• _INSTRUCTION A_:
Reproduce the listing exactly, covering the stretch from the line that contains "task | identify every instance of the white cloud" through the end of the listing.
-- START OF PROVIDED PASSAGE --
Then this is the book for you! We’ll help you get started, not just learn about what is involved in preparing your business for sale – you will have a plan of action and starting point; you’ll move forward from thinking about your business becoming more profitable and saleable, to achieving a business that is profitable and saleable. And, in the process, you’ll gain a much better return on your investment!
What can be better than that?
So, get off the bench! You don’t have to sit on the sidelines waiting for life’s circumstances to pull the rug out from under you. You don’t have to avoid the succession discussion or transition discussion with your team. You don’t have to lie awake at night wondering how you are going to keep it all going. All you have to do is decide to read this book, tackle the exercises, follow the quick start guide, and then share thoughts and plans with friends and family. If you do that, then you’ll take your first steps toward your dream! You’ll feel remarkably unencumbered – and, when that happens, you can design the right course of action based on our recommendations. Even thinking about it, makes you feel ‘lighter’ already!
-- END OF PROVIDED PASSAGE --
• _INSTRUCTION B_:
Extend the passage about preparing a business for sale, starting right after its final sentence.
-- START OF RECORDS FOR THE EXERCISE --
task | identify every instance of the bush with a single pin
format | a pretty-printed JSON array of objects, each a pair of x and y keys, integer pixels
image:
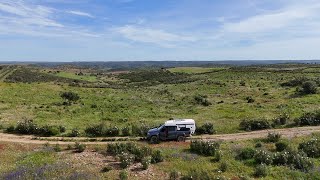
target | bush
[
  {"x": 113, "y": 131},
  {"x": 118, "y": 148},
  {"x": 141, "y": 152},
  {"x": 206, "y": 128},
  {"x": 281, "y": 120},
  {"x": 311, "y": 148},
  {"x": 246, "y": 153},
  {"x": 261, "y": 171},
  {"x": 295, "y": 82},
  {"x": 281, "y": 146},
  {"x": 126, "y": 160},
  {"x": 217, "y": 156},
  {"x": 79, "y": 147},
  {"x": 263, "y": 157},
  {"x": 156, "y": 157},
  {"x": 309, "y": 119},
  {"x": 126, "y": 131},
  {"x": 174, "y": 175},
  {"x": 207, "y": 148},
  {"x": 250, "y": 99},
  {"x": 223, "y": 167},
  {"x": 57, "y": 148},
  {"x": 10, "y": 129},
  {"x": 202, "y": 100},
  {"x": 251, "y": 125},
  {"x": 26, "y": 127},
  {"x": 96, "y": 130},
  {"x": 146, "y": 161},
  {"x": 273, "y": 137},
  {"x": 74, "y": 132},
  {"x": 258, "y": 145},
  {"x": 197, "y": 174},
  {"x": 123, "y": 175},
  {"x": 62, "y": 129},
  {"x": 140, "y": 130},
  {"x": 48, "y": 130},
  {"x": 70, "y": 96},
  {"x": 309, "y": 87},
  {"x": 106, "y": 169}
]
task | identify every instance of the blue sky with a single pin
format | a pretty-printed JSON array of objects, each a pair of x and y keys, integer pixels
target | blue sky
[{"x": 119, "y": 30}]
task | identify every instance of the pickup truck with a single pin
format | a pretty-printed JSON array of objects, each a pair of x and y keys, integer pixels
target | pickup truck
[{"x": 165, "y": 133}]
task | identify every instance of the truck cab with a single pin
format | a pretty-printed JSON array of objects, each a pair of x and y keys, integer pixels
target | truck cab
[{"x": 168, "y": 131}]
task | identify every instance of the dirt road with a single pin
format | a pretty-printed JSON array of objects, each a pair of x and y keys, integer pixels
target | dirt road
[{"x": 288, "y": 133}]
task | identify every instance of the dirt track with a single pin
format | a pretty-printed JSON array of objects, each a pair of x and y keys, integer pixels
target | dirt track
[{"x": 289, "y": 133}]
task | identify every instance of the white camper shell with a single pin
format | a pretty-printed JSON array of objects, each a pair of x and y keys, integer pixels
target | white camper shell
[{"x": 182, "y": 123}]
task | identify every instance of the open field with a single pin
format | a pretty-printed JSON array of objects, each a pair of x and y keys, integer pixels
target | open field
[
  {"x": 65, "y": 102},
  {"x": 125, "y": 101}
]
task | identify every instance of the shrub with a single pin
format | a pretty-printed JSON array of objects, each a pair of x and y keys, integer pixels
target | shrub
[
  {"x": 140, "y": 130},
  {"x": 62, "y": 129},
  {"x": 309, "y": 119},
  {"x": 113, "y": 131},
  {"x": 79, "y": 147},
  {"x": 282, "y": 158},
  {"x": 57, "y": 148},
  {"x": 74, "y": 132},
  {"x": 26, "y": 127},
  {"x": 258, "y": 145},
  {"x": 281, "y": 146},
  {"x": 206, "y": 128},
  {"x": 251, "y": 125},
  {"x": 48, "y": 130},
  {"x": 126, "y": 160},
  {"x": 146, "y": 161},
  {"x": 223, "y": 167},
  {"x": 273, "y": 137},
  {"x": 174, "y": 175},
  {"x": 250, "y": 99},
  {"x": 197, "y": 174},
  {"x": 123, "y": 175},
  {"x": 96, "y": 130},
  {"x": 141, "y": 152},
  {"x": 10, "y": 129},
  {"x": 202, "y": 100},
  {"x": 126, "y": 131},
  {"x": 261, "y": 171},
  {"x": 295, "y": 82},
  {"x": 311, "y": 148},
  {"x": 246, "y": 153},
  {"x": 309, "y": 87},
  {"x": 106, "y": 169},
  {"x": 217, "y": 156},
  {"x": 207, "y": 148},
  {"x": 70, "y": 96},
  {"x": 281, "y": 120},
  {"x": 263, "y": 157},
  {"x": 156, "y": 157}
]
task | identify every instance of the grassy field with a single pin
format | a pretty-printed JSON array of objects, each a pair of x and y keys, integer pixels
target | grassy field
[
  {"x": 42, "y": 161},
  {"x": 153, "y": 103},
  {"x": 152, "y": 96}
]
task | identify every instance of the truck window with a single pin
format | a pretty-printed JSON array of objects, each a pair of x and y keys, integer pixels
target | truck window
[{"x": 171, "y": 128}]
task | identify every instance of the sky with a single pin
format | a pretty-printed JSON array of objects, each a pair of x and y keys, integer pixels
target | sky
[{"x": 137, "y": 30}]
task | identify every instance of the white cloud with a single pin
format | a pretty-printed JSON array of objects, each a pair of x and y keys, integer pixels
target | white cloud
[
  {"x": 292, "y": 16},
  {"x": 149, "y": 35},
  {"x": 80, "y": 13}
]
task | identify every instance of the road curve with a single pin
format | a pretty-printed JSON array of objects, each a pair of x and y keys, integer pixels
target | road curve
[{"x": 287, "y": 132}]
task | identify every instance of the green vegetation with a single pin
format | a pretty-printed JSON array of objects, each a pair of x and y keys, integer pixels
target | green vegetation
[{"x": 150, "y": 97}]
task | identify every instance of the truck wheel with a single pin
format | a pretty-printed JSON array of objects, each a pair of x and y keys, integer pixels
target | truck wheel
[
  {"x": 154, "y": 140},
  {"x": 181, "y": 139}
]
-- END OF RECORDS FOR THE EXERCISE --
• _WRITTEN REPLY A_:
task | identify every instance of the white cloud with a single pin
format | a pretty-printed JSON array of objects, each a pair of x and y keys, integer pixels
target | white cloud
[
  {"x": 292, "y": 16},
  {"x": 149, "y": 35},
  {"x": 80, "y": 13}
]
task | identify every instance of the road curve with a single pin
format | a pretty-printed JSON array of objects, each a pair of x and y keys, integer pixels
target | road curve
[{"x": 287, "y": 132}]
task | identify every instance of the green vegetation with a single pin
format | a pretty-printed JSON array of objects, each a pair of x and y keys, integer pixels
target | green vegetation
[{"x": 150, "y": 97}]
task | identify every instance of the truck wheel with a single pin
format | a pretty-printed JSON array of objects, each a pair of x and y keys, integer pixels
target | truck wheel
[
  {"x": 154, "y": 140},
  {"x": 181, "y": 139}
]

• _WRITTEN REPLY B_:
Every business owner can take these steps. The question is – will you take these steps? Are you willing to begin your learning journey in an effort to create your plan, and make the necessary changes to create your desired result?
Rob and I wrote this book because after two decades of helping business owners become better at growing their companies and preparing them for sale, we know that the biggest obstacle to getting what you really want is to stop thinking about what you don’t want – then get the right help!
What do we mean by that? You might envision all of the ways that this plan won’t work. After all, who could really run the business as well as the owner? The company is successful and, if anyone else steps in and takes it to a new level, does that negate the owner’s success? No! Not in the least. But, for some owners, this idea is a tough mindset to relinquish.
Here’s the rub. Owners get lost in the daily ‘to-do list’ of their operations, and they don’t take the time to step out of that mindset to manage their futures effectively. They are too busy to learn how to be strategic and ready, or even to discover that they can have much more control over the entire process if they build a plan two-to-four years before they want to sell.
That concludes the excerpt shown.